_DATASET CONTENT_
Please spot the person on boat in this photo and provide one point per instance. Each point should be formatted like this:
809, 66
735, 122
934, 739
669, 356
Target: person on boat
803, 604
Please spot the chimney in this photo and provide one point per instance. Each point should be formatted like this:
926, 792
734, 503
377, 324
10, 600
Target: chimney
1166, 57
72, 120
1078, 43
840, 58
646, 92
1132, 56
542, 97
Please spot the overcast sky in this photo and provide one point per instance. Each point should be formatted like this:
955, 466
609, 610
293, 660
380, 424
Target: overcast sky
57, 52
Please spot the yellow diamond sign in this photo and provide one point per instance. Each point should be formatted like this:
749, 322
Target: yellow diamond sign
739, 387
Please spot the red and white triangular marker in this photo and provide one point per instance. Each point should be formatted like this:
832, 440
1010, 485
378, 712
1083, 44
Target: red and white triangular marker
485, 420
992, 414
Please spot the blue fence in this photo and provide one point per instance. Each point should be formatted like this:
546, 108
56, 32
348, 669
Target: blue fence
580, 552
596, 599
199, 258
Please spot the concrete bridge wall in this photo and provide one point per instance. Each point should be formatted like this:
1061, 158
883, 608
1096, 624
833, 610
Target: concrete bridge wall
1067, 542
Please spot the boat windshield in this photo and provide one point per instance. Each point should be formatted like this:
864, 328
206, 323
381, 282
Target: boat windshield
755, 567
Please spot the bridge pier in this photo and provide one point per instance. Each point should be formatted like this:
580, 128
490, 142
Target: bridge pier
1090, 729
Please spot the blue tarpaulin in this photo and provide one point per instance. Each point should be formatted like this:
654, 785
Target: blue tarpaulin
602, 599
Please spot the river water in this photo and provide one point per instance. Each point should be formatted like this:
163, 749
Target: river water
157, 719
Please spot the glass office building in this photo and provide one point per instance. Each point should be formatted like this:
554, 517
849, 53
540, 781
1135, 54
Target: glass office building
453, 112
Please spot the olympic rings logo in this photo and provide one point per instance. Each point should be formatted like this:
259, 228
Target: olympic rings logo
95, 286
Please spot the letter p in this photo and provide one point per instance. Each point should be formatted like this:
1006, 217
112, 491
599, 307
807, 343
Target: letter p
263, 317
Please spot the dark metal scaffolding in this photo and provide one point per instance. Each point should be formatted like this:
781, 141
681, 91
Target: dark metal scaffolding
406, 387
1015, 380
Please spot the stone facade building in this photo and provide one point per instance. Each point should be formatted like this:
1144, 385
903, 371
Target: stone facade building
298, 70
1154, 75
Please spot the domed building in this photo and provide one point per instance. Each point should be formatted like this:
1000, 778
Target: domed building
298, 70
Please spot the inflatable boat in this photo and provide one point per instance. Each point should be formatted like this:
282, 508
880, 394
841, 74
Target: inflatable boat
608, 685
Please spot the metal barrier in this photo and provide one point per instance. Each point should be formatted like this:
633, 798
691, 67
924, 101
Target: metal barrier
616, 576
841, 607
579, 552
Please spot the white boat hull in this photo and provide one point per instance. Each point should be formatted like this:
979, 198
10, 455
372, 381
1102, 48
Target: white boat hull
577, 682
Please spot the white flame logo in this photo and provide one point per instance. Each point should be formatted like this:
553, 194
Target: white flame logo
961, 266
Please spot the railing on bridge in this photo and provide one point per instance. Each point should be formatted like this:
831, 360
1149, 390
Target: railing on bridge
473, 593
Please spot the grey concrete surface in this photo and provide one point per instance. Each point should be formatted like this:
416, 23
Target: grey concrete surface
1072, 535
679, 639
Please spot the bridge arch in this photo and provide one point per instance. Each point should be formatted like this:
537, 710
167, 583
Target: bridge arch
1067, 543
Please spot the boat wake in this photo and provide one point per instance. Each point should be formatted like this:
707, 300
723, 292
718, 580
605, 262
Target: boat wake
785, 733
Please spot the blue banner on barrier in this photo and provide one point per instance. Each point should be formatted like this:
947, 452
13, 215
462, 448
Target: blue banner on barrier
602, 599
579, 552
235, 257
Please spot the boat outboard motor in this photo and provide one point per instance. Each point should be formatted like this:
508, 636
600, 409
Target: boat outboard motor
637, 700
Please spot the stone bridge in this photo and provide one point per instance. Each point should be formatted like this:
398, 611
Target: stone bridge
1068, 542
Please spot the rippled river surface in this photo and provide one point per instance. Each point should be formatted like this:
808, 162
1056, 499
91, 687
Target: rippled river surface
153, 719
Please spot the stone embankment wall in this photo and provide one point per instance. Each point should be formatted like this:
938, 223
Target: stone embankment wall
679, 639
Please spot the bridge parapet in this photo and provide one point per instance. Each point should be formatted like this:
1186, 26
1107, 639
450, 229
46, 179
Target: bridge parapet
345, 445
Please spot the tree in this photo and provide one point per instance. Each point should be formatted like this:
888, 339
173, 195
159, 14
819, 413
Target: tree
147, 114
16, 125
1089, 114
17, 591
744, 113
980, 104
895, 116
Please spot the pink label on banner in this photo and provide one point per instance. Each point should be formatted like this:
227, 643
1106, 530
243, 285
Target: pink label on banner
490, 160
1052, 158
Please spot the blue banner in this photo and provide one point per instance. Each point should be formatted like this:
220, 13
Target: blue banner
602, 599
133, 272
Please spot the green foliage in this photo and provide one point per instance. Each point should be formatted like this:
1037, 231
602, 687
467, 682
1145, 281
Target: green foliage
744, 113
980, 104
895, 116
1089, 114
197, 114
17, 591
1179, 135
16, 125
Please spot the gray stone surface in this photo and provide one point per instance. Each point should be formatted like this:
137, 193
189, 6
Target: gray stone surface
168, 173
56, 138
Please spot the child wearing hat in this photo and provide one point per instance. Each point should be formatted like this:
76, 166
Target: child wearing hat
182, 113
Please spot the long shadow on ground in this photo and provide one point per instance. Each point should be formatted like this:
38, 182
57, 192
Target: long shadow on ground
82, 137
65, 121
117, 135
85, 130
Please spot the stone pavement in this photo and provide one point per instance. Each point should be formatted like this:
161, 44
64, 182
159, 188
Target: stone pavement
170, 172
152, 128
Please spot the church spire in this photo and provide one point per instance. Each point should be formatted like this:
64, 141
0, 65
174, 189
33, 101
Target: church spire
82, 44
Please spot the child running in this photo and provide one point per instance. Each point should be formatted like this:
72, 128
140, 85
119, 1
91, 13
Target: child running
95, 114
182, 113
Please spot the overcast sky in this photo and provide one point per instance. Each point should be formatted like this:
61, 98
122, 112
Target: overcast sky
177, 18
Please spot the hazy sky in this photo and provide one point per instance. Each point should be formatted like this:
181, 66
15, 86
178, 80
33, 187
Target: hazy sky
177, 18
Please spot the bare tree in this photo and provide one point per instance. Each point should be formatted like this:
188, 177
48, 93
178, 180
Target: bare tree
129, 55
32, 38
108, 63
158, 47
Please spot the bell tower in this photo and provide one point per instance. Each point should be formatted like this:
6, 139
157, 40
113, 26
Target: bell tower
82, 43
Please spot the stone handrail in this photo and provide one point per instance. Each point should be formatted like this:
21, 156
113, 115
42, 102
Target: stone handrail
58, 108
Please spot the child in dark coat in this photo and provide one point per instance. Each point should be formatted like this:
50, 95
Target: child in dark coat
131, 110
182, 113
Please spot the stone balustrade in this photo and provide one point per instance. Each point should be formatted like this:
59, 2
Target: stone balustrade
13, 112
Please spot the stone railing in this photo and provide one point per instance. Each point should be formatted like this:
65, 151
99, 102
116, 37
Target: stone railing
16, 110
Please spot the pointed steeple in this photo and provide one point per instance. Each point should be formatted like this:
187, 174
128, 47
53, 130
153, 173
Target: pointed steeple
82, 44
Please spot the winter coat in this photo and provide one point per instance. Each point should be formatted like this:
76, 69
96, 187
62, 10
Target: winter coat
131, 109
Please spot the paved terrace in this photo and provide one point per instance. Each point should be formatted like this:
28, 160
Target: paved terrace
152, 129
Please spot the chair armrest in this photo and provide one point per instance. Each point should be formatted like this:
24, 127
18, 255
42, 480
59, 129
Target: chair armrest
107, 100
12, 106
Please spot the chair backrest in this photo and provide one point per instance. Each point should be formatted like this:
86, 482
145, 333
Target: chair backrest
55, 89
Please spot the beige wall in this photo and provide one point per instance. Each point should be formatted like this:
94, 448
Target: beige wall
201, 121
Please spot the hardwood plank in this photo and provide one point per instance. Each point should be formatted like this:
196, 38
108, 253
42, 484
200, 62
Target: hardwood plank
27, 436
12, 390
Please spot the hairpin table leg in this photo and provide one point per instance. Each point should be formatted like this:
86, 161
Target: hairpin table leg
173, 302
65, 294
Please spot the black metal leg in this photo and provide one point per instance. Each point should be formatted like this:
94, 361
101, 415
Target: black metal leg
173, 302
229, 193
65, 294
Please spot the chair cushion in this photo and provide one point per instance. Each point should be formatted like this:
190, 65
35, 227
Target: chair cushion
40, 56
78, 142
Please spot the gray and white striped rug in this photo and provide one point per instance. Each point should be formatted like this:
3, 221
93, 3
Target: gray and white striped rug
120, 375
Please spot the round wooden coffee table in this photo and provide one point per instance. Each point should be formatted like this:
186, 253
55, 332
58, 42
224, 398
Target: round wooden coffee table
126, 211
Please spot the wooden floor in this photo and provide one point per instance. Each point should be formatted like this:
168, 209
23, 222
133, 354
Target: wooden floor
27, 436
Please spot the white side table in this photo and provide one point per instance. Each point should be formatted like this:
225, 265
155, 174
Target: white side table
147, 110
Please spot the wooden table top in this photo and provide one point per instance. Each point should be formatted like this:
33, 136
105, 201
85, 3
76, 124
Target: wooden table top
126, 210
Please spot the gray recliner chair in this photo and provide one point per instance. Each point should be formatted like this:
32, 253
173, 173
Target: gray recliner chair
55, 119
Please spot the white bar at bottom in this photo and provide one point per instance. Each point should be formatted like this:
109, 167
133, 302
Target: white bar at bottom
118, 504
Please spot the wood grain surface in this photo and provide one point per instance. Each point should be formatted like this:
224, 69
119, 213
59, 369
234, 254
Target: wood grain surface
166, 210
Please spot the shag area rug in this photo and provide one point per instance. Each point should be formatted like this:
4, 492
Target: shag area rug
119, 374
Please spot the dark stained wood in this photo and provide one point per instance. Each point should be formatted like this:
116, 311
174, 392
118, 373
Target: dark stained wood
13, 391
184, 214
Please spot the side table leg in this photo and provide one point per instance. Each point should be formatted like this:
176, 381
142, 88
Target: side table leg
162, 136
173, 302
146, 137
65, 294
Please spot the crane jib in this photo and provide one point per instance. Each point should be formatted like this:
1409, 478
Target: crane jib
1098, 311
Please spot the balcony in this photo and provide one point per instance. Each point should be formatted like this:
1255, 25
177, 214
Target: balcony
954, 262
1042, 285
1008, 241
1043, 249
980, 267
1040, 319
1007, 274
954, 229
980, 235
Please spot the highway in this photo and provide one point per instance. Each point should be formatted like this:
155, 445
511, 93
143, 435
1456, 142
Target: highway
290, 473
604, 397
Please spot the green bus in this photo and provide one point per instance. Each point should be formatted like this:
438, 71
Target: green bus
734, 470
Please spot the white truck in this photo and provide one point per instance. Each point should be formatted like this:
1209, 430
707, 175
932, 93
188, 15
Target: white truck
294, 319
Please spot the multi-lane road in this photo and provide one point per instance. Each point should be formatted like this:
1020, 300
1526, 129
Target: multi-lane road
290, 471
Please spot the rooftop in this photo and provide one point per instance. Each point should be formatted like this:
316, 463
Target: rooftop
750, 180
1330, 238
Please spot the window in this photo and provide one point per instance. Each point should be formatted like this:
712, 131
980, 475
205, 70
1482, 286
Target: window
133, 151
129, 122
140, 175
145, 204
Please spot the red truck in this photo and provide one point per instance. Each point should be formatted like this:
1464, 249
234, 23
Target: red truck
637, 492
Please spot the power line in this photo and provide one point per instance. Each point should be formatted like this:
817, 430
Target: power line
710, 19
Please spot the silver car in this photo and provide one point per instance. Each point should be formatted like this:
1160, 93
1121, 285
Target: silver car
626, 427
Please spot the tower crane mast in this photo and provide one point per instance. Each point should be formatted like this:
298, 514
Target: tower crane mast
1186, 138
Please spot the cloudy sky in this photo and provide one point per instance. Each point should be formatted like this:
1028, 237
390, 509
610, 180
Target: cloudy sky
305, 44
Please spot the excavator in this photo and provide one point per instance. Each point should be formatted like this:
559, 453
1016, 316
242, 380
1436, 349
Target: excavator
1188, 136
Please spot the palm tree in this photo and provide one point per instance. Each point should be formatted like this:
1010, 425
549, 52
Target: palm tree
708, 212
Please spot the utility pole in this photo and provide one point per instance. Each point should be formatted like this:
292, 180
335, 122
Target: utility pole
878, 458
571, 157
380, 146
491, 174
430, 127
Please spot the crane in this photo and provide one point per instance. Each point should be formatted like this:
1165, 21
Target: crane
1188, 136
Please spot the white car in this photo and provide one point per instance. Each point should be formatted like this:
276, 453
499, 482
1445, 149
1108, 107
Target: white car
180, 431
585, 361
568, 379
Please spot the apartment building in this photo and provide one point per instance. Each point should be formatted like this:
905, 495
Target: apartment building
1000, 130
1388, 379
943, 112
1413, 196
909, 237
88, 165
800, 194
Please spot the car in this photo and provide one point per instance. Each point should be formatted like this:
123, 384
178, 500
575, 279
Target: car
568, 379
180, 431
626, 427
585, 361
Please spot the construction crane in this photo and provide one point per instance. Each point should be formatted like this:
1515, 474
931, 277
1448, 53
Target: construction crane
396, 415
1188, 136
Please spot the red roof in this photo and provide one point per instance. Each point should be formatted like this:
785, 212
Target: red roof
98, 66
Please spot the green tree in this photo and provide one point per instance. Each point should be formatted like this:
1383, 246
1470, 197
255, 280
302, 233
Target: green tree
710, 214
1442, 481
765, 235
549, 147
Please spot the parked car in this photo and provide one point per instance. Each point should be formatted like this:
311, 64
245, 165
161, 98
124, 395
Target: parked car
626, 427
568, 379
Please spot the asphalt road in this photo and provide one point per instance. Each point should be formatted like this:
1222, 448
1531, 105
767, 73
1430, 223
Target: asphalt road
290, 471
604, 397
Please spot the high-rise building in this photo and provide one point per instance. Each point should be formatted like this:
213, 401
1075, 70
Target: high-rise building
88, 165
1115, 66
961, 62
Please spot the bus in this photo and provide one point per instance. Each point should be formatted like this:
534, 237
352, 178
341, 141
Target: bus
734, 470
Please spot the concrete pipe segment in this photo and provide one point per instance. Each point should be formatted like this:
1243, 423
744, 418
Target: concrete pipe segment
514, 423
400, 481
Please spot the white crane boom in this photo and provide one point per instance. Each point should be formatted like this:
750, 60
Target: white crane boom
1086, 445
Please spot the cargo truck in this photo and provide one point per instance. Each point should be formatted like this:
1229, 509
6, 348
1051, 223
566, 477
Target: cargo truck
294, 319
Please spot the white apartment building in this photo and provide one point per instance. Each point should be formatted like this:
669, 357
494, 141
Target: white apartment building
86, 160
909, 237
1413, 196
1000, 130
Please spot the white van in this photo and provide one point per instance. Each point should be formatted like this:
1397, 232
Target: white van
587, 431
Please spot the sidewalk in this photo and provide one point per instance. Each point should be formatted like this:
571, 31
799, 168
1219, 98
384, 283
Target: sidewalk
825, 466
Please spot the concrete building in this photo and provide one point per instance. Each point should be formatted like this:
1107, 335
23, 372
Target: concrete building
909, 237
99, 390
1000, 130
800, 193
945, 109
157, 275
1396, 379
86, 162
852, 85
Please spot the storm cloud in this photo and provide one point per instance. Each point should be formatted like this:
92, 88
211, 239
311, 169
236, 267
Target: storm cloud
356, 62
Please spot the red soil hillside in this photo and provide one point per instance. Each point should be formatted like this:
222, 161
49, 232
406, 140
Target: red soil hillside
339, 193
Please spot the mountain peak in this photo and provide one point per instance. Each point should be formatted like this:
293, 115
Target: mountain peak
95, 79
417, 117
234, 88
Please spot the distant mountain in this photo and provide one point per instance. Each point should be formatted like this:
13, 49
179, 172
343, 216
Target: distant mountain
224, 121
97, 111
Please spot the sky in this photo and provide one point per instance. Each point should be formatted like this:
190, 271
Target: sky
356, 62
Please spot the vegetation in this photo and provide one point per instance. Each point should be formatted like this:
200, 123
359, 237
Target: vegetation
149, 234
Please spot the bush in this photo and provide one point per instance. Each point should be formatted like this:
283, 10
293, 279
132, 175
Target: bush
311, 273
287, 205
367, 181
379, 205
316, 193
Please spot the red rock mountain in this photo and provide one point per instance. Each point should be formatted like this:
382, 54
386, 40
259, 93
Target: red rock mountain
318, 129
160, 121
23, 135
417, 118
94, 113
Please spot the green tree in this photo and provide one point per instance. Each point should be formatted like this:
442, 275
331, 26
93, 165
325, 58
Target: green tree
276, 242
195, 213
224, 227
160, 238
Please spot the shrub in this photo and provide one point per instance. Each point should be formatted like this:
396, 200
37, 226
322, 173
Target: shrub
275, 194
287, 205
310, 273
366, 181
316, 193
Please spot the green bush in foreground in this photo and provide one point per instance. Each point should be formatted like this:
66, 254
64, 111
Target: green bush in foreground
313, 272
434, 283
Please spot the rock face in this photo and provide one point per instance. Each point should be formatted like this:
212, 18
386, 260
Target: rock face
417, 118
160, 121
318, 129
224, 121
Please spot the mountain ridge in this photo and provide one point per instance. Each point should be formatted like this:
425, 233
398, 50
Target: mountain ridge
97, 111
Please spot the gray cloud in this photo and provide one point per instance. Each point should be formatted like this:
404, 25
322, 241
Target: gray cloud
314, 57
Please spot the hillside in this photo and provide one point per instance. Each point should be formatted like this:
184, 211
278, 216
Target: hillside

_WHAT YOU HAVE TO DO_
Starting with the line that contains "Please spot the shrub", output every line through the end of the listing above, unchanged.

_COMPLETE RESPONSE_
Please spot the shrub in this photo and provide one point per instance. Each point should be formatted like this:
396, 200
37, 226
322, 173
Target: shrub
275, 194
287, 205
310, 273
366, 181
316, 193
Please spot the green bush in foreground in this photo and provide one point per instance. Each point should be formatted like this:
66, 254
64, 111
Target: green bush in foreground
313, 272
434, 283
Please spot the rock face in this photo and provide one point per instance. Each point should be formatted like this:
212, 18
386, 260
Target: rock face
417, 118
160, 121
318, 129
224, 121
Please spot the mountain ridge in this photo and provide one point per instance. Each point should be formatted like this:
425, 233
398, 50
Target: mountain ridge
97, 111
Please spot the gray cloud in this photo and provide one point per instance. Each point should be formatted like this:
404, 25
322, 241
Target: gray cloud
314, 57
Please spot the hillside in this photo and provide one point per instance. Each point should be formatted like this:
184, 211
278, 216
Target: hillside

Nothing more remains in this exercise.